Detect streaming requests by checking whether the HTTP path contains /generate_stream.
Register the payload‑parse hook at HOOK_POINT_PAYLOAD_PARSE.
During payload parsing, distinguish request and response directions:
For requests, record the request timestamp.
For responses, read chunked data, identify the first token chunk, record its timestamp and token count, and on the final “0” chunk compute TTFT and TPOT.
Emit the calculated key‑value pairs ( ttft and tpot) as L7 protocol information.
Initialize the plugin in main(), set the parser, and log a load message.
Core plugin code
type llmParser struct { httpStream map[uint64]*StreamInfo }
type StreamInfo struct {
reqTime uint64 // request time
respFirstChunkedTime uint64 // first chunk response time
totalToken uint64 // total output token count
flag int // whether first chunk time has been recorded
}
func checker(payload []byte) (protoNum uint8, protoStr string) {
req, err := http.ReadRequest(bufio.NewReader(bytes.NewReader(payload)))
if err != nil { return 0, "" }
if strings.Contains(req.URL.Path, "/generate_stream") {
sdk.Warn(fmt.Sprintf("check: %s", req.URL.Path))
return 1, "http_stream"
}
return 0, ""
}
func (p *llmParser) HookIn() []sdk.HookBitmap {
return []sdk.HookBitmap{sdk.HOOK_POINT_PAYLOAD_PARSE}
}
func (p *llmParser) OnCheckPayload(baseCtx *sdk.ParseCtx) (uint8, string) {
if baseCtx.EbpfType != sdk.EbpfTypeNone { return 0, "" }
payload, err := baseCtx.GetPayload()
if err != nil { return 0, "" }
if baseCtx.Direction == sdk.DirectionRequest {
return checker(payload)
}
return 0, ""
}
func (p *llmParser) OnParsePayload(baseCtx *sdk.ParseCtx) sdk.Action {
if baseCtx.L7 != 1 { return sdk.ActionNext() }
payload, err := baseCtx.GetPayload()
if err != nil { return sdk.ActionAbortWithErr(err) }
flowId := baseCtx.FlowID
if p.httpStream[flowId] == nil { p.httpStream[flowId] = &StreamInfo{} }
switch baseCtx.Direction {
case sdk.DirectionRequest:
req, err := http.ReadRequest(bufio.NewReader(bytes.NewReader(payload)))

- - - -

Activity:
Can you copy out, word for word, the part of the streaming-parser text from "For responses, read" to "a load message."?

Entries supplied:
- - - -

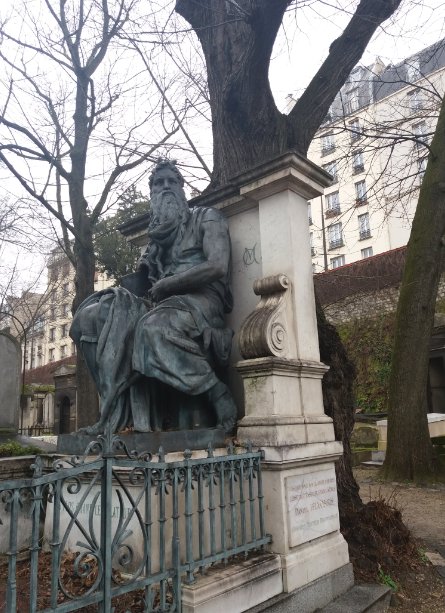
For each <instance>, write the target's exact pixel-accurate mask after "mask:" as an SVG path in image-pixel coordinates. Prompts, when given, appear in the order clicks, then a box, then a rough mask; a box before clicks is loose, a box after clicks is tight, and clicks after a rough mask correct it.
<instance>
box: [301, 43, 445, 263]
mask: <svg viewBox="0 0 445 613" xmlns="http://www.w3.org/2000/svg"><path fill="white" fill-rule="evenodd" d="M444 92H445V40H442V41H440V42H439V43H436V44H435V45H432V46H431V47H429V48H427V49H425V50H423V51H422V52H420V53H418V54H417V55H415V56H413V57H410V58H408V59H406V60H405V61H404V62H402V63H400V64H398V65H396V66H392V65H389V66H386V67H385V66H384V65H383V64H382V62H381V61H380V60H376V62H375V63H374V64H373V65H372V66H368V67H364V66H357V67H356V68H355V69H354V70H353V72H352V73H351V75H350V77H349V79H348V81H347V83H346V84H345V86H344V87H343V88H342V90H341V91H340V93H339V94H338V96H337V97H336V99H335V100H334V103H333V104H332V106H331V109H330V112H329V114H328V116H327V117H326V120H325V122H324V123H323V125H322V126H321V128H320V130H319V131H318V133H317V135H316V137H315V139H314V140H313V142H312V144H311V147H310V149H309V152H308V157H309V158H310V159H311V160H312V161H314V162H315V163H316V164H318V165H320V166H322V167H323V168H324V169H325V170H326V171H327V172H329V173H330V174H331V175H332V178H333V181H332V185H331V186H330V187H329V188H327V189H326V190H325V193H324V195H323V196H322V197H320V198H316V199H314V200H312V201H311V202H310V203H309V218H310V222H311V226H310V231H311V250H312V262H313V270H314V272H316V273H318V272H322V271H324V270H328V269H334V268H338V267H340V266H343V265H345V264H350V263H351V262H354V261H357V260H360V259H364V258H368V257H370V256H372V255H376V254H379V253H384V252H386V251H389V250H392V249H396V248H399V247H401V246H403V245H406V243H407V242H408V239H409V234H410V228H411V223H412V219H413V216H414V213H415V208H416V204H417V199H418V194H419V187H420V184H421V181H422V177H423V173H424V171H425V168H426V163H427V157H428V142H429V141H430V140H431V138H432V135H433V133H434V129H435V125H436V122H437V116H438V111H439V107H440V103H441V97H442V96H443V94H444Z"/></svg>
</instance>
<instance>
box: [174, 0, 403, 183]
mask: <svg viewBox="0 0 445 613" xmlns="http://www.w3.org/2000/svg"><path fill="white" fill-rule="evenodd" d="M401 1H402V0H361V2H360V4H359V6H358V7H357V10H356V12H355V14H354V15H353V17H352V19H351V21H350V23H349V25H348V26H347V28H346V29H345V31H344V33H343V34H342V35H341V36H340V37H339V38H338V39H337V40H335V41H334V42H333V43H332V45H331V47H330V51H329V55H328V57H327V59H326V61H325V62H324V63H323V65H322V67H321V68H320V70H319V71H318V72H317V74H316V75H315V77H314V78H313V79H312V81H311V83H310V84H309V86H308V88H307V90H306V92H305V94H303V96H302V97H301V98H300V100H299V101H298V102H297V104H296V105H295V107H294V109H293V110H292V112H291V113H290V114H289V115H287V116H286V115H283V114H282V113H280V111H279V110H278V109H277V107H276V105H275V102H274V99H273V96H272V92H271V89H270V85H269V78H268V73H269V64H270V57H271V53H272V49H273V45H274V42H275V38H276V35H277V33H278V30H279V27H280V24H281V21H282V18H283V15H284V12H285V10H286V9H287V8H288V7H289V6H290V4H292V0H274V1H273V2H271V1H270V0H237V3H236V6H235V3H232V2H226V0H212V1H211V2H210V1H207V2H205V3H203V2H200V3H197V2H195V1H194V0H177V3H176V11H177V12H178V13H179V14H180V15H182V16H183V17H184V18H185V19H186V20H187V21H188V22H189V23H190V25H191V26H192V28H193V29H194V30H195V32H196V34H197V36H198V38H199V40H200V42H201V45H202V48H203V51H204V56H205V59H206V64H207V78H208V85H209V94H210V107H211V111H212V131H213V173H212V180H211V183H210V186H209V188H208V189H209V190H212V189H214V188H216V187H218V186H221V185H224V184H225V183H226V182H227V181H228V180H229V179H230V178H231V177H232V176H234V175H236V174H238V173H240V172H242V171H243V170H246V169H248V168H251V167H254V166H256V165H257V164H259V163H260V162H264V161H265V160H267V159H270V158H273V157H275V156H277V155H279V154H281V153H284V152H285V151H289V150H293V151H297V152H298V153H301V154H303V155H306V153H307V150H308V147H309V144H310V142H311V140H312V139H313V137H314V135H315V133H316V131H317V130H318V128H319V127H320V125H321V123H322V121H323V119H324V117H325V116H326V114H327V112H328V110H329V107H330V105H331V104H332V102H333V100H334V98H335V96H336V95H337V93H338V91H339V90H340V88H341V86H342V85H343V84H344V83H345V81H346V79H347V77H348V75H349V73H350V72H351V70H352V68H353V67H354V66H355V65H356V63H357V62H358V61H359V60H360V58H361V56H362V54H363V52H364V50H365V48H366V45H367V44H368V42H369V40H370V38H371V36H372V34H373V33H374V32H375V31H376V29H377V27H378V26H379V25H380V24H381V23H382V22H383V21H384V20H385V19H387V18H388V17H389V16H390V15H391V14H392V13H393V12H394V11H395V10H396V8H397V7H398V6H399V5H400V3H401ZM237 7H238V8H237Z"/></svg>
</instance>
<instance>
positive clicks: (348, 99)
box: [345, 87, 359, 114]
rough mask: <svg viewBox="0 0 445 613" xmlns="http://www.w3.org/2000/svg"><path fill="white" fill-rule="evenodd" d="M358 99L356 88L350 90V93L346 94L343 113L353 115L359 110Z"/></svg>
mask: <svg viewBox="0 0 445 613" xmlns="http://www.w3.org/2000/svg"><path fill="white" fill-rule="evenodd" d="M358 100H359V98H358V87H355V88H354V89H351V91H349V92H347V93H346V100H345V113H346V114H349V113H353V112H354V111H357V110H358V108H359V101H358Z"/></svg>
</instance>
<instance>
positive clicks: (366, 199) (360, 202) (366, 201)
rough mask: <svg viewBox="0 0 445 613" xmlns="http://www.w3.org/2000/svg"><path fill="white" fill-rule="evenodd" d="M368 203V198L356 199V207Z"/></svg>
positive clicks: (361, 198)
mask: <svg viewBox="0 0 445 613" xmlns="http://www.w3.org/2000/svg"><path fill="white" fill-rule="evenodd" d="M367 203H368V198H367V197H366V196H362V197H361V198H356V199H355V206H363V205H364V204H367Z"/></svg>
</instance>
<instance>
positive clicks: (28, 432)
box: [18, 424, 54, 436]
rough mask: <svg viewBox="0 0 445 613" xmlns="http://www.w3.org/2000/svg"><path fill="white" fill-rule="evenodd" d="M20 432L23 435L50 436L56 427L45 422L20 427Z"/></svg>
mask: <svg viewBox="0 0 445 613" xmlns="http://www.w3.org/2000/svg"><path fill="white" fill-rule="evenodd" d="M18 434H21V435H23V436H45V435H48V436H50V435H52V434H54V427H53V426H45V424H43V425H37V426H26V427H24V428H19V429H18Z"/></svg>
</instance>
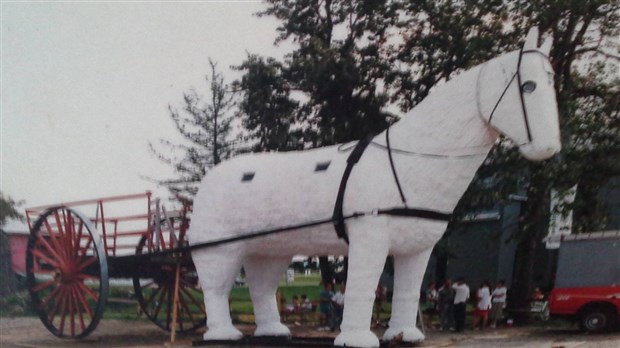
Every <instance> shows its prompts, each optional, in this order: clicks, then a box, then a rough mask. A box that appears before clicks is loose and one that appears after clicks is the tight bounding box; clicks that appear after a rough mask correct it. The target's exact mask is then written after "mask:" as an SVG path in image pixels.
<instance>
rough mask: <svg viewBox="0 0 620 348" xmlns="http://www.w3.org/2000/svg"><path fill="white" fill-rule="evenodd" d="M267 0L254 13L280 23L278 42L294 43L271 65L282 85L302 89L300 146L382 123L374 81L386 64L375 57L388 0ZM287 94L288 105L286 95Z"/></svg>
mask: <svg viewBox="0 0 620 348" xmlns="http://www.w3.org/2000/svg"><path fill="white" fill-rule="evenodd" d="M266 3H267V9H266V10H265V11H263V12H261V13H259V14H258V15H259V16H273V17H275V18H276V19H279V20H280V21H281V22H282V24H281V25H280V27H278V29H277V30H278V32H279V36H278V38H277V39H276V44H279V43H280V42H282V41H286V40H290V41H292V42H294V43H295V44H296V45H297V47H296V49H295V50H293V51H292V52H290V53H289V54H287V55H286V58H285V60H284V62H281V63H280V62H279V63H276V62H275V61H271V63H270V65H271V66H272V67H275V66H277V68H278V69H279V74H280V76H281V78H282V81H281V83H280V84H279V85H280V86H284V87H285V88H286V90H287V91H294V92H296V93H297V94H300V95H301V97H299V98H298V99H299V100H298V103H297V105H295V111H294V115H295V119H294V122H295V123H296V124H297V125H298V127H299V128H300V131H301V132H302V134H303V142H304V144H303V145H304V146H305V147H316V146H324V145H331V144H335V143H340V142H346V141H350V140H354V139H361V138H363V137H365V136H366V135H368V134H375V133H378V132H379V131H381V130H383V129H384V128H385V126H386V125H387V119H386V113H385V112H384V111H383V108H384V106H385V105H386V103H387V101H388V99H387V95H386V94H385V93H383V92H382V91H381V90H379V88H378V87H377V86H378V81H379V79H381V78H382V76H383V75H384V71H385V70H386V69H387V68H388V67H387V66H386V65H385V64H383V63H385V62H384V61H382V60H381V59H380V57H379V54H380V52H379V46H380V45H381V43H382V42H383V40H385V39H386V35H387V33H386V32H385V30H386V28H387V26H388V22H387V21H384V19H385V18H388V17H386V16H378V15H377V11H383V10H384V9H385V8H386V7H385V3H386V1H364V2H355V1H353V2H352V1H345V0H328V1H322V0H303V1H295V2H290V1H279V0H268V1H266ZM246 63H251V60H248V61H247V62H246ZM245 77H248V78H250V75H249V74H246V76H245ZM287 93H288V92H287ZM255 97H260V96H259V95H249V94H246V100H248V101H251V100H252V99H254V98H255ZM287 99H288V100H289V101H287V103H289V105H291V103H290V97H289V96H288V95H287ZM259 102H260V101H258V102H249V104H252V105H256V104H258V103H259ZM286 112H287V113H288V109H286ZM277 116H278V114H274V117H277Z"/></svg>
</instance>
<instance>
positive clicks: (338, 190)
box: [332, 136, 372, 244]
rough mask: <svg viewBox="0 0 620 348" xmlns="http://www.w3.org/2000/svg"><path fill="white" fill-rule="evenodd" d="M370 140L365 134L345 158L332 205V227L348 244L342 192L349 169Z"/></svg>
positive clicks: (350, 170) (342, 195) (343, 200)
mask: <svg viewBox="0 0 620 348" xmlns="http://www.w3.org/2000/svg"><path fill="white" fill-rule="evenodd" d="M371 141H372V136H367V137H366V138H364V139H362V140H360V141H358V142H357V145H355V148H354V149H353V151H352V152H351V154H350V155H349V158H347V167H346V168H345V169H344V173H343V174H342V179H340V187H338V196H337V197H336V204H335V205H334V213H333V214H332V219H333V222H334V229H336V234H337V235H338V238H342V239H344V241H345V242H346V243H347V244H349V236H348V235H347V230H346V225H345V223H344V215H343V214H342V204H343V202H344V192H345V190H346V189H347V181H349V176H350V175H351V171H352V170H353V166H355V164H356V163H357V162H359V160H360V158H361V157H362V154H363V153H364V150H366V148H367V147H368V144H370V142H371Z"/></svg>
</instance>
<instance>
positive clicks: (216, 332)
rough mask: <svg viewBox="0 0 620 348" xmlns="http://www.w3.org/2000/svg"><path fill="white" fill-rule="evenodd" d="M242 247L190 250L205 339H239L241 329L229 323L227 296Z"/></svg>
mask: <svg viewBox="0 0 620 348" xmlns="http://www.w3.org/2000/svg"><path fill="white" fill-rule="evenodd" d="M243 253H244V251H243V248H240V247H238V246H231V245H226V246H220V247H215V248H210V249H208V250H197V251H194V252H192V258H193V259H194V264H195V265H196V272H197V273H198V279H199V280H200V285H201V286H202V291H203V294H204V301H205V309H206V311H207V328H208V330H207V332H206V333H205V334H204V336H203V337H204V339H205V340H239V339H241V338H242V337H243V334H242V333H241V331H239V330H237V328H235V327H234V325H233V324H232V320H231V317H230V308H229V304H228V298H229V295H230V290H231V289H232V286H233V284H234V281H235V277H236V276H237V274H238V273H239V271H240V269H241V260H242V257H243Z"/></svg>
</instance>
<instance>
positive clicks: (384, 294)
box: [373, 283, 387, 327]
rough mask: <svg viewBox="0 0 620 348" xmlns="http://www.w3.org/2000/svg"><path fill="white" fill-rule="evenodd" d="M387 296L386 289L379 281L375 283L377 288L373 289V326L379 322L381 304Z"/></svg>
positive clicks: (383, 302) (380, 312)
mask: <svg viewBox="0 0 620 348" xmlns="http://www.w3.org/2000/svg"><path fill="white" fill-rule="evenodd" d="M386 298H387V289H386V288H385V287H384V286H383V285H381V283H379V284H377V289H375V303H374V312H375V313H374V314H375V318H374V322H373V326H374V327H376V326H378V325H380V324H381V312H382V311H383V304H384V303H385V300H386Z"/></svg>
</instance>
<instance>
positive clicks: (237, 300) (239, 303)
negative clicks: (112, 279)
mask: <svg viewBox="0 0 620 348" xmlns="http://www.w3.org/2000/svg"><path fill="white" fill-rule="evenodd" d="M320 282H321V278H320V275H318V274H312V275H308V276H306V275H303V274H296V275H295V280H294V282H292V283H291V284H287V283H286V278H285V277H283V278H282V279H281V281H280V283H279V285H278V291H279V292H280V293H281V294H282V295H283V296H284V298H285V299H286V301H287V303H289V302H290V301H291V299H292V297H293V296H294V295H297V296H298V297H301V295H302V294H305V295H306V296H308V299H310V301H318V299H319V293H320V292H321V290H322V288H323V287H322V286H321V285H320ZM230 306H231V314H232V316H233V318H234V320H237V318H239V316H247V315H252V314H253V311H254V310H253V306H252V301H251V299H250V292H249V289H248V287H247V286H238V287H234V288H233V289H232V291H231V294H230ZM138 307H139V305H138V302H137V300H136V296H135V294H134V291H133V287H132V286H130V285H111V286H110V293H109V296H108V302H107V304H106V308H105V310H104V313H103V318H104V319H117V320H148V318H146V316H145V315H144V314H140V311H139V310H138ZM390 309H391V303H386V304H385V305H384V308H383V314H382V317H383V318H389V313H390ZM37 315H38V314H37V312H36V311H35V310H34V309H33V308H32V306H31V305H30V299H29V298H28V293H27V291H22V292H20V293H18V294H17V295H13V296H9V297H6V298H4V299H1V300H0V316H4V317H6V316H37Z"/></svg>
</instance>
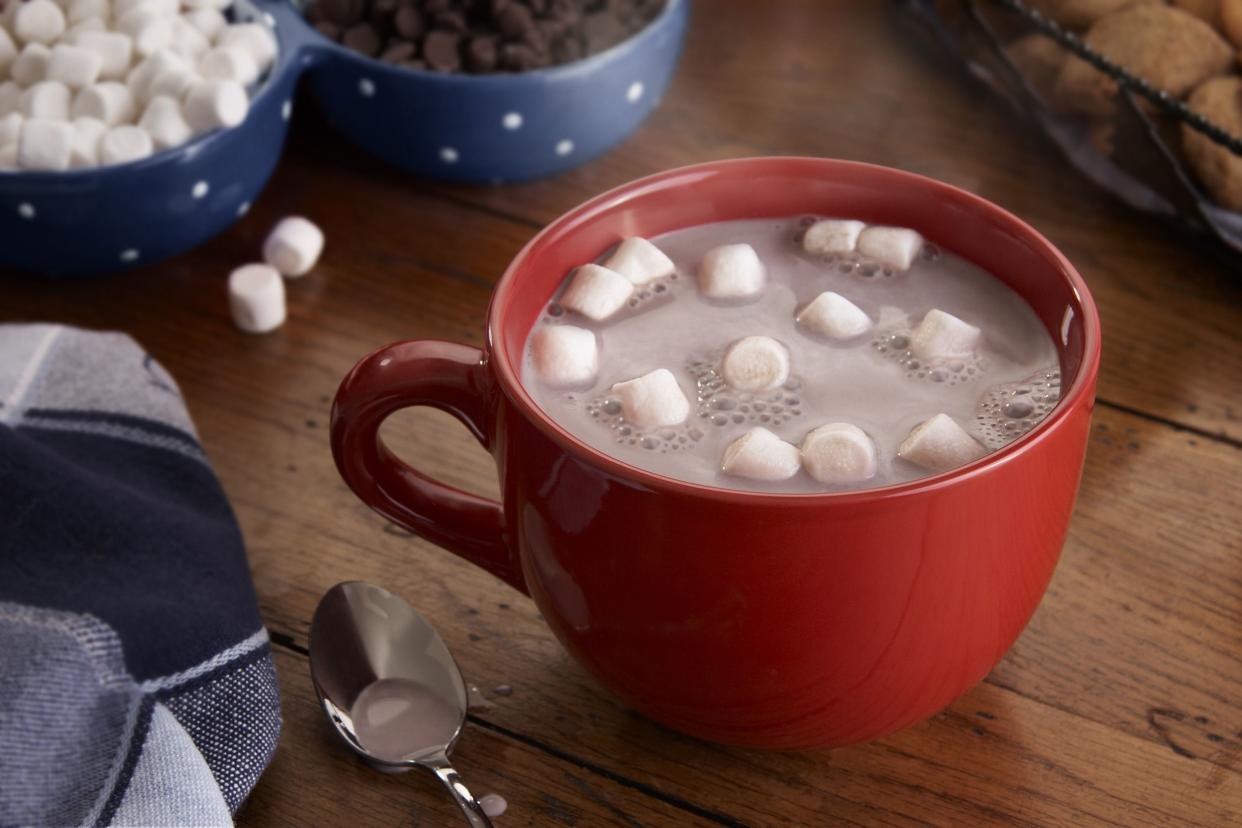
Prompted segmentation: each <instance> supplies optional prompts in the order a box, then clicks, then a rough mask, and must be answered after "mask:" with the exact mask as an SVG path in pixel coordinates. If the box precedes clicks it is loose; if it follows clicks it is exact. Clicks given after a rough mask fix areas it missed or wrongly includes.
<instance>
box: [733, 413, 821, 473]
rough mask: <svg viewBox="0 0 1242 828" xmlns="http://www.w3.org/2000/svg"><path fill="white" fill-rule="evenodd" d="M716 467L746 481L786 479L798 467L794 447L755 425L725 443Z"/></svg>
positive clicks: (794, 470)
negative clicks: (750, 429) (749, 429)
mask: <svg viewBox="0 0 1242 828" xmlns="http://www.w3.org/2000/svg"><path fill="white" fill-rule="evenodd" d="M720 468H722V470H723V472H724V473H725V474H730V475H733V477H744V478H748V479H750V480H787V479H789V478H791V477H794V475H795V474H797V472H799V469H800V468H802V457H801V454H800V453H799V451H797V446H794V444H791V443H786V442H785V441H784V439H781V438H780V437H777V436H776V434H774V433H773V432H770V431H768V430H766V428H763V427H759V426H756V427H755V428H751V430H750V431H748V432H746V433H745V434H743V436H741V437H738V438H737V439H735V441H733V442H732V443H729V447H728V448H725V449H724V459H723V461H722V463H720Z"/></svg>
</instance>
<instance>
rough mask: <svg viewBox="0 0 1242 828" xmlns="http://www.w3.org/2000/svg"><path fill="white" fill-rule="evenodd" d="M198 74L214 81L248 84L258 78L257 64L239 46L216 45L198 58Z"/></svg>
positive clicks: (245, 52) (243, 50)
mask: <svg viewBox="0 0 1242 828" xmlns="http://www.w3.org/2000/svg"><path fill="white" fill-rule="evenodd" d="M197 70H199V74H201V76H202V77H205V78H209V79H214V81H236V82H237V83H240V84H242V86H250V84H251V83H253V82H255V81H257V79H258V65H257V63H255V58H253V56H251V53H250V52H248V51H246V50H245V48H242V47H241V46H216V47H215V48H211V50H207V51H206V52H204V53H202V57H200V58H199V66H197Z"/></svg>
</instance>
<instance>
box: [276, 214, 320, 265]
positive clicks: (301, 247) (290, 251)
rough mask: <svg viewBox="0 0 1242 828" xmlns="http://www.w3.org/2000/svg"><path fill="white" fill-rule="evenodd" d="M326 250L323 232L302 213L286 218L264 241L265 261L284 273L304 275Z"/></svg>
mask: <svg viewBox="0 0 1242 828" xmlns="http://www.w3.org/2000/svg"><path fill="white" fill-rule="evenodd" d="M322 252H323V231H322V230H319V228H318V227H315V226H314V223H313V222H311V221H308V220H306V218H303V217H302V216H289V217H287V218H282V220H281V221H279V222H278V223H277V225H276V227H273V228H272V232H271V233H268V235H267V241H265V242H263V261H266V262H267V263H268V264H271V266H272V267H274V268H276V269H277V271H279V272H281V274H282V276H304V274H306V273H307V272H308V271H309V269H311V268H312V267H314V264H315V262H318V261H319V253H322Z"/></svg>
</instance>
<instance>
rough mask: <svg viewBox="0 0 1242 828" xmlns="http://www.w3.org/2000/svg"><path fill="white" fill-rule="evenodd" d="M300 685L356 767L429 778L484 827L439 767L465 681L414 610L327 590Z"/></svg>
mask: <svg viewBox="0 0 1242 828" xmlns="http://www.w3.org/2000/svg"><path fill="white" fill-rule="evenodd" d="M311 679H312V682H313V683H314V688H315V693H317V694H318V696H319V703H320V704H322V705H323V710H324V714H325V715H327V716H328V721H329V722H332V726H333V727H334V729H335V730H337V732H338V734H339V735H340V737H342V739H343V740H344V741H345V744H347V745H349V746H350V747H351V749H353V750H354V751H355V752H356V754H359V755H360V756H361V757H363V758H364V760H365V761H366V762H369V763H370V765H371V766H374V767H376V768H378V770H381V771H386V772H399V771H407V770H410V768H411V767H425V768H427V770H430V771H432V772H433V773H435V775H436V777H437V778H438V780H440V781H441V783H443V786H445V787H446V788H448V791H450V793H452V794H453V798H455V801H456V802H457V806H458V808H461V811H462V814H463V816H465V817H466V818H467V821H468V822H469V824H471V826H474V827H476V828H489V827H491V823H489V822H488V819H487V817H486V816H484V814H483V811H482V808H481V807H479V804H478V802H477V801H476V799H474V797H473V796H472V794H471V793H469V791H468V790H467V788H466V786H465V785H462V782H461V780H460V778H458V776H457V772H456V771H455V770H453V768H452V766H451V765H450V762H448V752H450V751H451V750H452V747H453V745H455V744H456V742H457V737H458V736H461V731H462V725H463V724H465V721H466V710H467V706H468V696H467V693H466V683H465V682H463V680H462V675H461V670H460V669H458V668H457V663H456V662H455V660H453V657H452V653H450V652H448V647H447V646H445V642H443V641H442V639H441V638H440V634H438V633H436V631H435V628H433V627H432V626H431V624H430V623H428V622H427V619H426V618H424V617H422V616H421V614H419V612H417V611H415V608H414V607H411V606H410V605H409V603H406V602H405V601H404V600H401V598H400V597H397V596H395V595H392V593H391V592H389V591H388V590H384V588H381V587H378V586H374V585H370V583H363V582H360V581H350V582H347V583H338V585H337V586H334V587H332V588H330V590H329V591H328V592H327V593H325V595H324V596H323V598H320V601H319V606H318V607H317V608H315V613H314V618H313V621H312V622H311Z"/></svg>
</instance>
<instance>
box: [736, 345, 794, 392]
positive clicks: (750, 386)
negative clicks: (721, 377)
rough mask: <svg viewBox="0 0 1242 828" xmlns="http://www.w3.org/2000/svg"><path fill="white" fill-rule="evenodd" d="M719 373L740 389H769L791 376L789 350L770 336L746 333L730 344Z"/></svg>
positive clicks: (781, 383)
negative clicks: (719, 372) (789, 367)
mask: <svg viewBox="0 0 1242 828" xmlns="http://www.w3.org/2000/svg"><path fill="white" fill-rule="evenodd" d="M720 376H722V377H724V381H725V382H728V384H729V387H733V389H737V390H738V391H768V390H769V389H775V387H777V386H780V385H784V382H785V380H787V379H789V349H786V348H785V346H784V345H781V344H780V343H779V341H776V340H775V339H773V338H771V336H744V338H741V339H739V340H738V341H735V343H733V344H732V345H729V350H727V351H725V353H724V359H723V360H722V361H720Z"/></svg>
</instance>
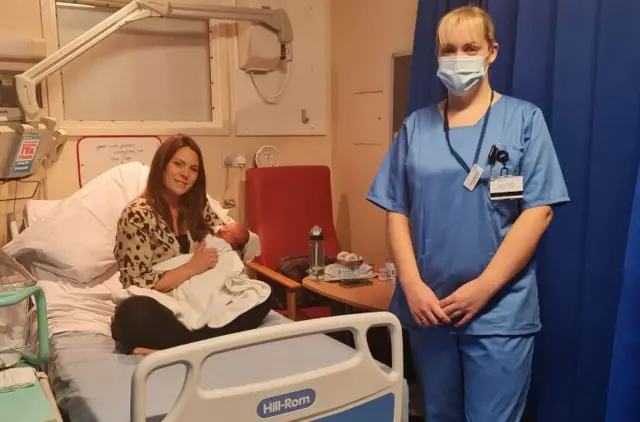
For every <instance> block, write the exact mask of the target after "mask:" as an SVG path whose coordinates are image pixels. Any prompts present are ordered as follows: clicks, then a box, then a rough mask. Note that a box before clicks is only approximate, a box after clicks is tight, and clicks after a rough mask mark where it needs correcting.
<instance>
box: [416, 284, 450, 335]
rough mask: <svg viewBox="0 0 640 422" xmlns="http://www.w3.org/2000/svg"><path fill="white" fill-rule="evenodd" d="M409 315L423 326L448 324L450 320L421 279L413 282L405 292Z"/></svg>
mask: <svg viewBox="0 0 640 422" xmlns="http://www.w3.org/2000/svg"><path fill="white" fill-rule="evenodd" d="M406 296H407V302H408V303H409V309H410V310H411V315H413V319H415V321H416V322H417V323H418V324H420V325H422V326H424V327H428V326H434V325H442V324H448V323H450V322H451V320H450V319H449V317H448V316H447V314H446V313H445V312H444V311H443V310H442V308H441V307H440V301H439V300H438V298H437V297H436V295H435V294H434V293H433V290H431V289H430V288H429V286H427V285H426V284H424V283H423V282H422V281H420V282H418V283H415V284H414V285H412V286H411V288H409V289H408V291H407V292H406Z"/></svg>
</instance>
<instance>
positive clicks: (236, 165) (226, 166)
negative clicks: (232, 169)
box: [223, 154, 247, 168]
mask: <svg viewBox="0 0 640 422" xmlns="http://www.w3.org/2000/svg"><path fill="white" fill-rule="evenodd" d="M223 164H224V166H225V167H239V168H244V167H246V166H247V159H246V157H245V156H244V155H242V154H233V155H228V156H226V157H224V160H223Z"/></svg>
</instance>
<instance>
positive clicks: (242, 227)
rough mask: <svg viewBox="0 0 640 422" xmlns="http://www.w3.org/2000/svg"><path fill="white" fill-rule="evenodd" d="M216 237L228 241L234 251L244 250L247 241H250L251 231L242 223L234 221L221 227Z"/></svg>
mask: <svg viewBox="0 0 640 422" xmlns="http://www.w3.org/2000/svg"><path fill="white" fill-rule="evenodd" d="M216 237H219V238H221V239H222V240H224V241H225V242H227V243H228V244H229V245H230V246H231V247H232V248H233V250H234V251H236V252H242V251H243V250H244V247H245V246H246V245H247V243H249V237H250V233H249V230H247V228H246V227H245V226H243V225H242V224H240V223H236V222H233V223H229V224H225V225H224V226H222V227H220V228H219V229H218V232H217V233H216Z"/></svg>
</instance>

- - - -

Solution for this problem:
For responses, read chunked data, identify the first token chunk, record its timestamp and token count, and on the final “0” chunk compute TTFT and TPOT.
Emit the calculated key‑value pairs ( ttft and tpot) as L7 protocol information.
Initialize the plugin in main(), set the parser, and log a load message.